■ **SOURCE MATERIAL**
-------------------------

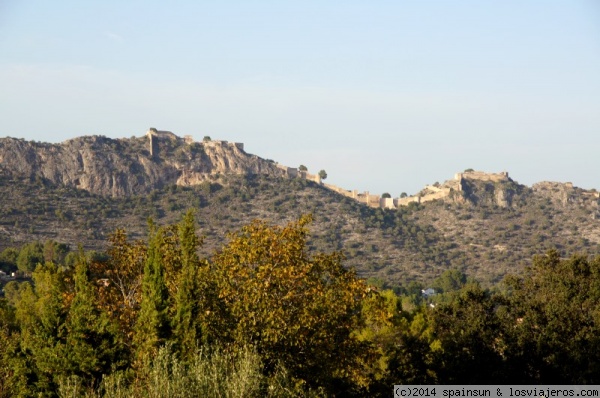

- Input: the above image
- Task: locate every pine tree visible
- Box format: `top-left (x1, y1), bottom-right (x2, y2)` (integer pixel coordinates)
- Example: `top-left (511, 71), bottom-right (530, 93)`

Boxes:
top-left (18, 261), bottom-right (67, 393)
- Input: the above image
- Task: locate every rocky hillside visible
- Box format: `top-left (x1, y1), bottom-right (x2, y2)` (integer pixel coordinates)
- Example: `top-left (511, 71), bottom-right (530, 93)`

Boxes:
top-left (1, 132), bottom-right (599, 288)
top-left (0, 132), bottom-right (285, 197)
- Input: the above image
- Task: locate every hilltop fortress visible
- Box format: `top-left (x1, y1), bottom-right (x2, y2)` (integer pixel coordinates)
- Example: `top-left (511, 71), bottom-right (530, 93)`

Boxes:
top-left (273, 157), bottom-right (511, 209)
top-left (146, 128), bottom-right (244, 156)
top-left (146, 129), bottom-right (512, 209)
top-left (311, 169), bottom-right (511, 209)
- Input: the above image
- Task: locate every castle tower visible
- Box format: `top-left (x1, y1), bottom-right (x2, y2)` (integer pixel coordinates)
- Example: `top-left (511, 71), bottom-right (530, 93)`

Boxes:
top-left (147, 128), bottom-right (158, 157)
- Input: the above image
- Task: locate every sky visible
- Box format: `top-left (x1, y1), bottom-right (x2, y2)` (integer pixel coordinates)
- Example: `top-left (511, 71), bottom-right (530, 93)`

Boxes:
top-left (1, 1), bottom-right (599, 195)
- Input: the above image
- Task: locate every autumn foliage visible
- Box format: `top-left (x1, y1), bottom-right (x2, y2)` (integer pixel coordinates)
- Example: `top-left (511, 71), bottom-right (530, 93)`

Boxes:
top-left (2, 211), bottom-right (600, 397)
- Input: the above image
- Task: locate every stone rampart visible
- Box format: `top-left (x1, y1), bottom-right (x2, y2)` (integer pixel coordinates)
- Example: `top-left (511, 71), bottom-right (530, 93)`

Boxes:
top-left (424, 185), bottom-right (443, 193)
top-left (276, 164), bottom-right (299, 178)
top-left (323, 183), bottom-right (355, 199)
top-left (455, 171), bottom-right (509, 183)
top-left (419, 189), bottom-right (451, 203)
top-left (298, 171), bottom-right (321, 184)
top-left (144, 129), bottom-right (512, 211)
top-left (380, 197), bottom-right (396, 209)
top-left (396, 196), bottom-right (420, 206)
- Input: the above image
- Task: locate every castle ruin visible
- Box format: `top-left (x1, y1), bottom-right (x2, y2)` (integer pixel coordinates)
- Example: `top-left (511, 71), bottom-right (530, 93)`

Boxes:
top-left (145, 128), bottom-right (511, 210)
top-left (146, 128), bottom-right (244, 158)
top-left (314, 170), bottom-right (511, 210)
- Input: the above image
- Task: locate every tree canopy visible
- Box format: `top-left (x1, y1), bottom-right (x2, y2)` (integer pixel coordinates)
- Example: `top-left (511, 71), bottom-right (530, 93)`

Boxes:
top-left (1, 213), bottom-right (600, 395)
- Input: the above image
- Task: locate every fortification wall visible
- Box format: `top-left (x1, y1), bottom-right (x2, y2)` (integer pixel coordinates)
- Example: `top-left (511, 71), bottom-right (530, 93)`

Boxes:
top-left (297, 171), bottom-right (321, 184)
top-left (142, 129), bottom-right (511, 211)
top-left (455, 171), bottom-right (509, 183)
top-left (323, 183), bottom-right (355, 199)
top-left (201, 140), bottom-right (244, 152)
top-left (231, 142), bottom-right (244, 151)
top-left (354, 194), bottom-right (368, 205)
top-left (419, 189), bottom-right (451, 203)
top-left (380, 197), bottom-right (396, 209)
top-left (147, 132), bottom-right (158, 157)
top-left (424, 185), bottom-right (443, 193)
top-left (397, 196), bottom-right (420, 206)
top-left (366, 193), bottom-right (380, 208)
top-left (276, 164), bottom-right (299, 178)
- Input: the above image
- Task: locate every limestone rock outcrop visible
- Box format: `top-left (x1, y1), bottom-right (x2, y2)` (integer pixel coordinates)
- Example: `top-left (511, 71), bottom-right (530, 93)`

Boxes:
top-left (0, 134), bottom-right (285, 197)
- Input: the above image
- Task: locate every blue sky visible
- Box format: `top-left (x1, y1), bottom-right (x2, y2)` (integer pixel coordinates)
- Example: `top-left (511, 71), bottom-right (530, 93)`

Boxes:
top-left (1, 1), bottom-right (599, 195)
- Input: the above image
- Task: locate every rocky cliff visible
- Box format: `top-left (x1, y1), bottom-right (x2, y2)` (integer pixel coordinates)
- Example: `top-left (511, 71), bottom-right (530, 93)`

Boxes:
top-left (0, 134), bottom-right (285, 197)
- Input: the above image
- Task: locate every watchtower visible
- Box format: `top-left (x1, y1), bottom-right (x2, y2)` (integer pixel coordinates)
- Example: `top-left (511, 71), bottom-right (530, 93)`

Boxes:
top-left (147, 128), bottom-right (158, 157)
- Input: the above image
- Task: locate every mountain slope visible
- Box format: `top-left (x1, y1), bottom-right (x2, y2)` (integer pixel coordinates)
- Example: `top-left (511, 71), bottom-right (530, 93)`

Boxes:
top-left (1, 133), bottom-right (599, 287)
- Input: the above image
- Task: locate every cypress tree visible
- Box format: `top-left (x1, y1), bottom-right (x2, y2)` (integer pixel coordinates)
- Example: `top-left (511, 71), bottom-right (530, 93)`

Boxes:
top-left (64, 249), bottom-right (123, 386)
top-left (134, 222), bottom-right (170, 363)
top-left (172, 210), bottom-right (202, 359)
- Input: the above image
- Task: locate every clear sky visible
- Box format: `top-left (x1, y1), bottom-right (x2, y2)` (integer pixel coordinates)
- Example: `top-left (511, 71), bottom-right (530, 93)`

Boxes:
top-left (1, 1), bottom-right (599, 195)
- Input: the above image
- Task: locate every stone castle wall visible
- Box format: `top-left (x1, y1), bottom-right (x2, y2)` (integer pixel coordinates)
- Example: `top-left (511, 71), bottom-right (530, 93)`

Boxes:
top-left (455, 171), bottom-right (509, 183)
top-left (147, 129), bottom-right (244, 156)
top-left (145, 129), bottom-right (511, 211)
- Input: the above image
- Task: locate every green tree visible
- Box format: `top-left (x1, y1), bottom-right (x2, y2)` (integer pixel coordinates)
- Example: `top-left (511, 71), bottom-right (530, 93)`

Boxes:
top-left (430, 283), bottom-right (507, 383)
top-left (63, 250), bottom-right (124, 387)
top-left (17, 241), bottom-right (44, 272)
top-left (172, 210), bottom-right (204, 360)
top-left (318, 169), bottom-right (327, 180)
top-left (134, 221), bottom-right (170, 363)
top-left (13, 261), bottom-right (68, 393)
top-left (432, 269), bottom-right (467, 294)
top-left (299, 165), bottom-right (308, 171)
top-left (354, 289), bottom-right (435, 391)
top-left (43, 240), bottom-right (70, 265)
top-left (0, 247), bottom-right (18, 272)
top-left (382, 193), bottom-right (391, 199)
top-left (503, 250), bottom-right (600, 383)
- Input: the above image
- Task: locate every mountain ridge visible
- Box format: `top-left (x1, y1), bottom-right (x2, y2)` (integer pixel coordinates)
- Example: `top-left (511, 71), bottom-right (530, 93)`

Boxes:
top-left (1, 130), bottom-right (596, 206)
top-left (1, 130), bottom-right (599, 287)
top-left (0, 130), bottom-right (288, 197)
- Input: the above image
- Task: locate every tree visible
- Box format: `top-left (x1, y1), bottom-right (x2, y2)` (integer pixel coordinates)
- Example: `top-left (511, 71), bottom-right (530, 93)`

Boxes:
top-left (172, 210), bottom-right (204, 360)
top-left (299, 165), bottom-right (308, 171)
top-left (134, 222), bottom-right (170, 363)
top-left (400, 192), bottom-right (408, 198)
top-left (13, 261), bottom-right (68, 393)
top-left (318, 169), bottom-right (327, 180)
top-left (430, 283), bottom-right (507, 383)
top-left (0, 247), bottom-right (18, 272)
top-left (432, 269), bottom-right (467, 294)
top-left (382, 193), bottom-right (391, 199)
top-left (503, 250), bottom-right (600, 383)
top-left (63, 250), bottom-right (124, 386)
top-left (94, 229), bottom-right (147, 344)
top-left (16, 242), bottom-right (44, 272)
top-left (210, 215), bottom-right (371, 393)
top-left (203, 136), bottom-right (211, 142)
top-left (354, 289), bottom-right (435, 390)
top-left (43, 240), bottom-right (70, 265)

-------------------------

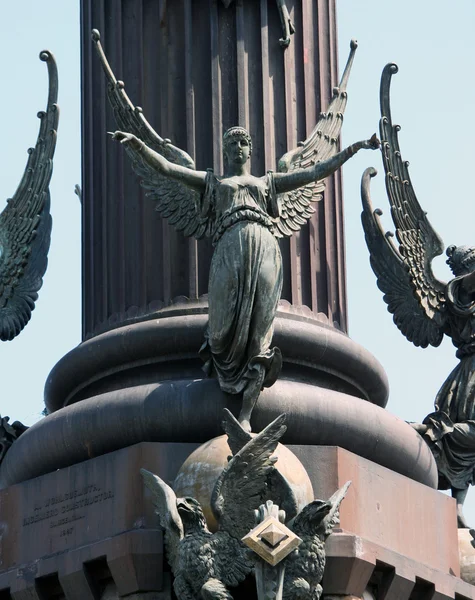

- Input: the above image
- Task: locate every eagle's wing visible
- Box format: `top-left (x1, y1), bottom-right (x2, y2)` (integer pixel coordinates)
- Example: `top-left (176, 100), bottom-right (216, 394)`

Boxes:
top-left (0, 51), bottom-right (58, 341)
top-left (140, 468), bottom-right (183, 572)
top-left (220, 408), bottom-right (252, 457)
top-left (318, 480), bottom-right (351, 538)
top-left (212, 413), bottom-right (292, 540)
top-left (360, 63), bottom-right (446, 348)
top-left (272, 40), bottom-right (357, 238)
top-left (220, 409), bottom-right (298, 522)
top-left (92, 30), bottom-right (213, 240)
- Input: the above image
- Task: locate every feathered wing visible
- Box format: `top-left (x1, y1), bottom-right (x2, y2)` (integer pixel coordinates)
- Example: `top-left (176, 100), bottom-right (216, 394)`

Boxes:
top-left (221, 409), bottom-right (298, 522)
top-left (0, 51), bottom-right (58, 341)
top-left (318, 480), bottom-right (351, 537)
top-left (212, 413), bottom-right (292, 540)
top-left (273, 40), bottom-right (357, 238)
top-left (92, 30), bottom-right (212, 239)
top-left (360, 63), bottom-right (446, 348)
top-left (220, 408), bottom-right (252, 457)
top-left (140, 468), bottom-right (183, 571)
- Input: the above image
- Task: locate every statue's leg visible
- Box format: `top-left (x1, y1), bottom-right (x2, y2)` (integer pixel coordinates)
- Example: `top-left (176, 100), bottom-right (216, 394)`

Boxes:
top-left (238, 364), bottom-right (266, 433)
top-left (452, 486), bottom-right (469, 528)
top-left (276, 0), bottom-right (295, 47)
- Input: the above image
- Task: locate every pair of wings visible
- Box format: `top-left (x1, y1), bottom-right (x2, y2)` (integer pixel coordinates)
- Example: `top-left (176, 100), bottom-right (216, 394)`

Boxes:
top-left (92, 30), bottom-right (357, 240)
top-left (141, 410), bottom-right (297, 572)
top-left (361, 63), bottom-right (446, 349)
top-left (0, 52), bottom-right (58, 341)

-------------------------

■ **WORK TO COMPLETE**
Work out how many lines of the records contain the word "castle". Give that number and nothing more.

■ **YOUR SOLUTION**
3